:: DATA SUPPLIED ::
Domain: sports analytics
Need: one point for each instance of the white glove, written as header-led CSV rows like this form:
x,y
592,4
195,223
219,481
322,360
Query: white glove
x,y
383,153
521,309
:::
* **SHORT TASK**: Copy these lines of data out unchanged.

* **EXERCISE OUTPUT**:
Domain: sports analytics
Need: one point for each instance of the white glove, written as header-led CSV rows like this form:
x,y
592,4
195,223
219,481
322,360
Query: white glove
x,y
383,153
521,309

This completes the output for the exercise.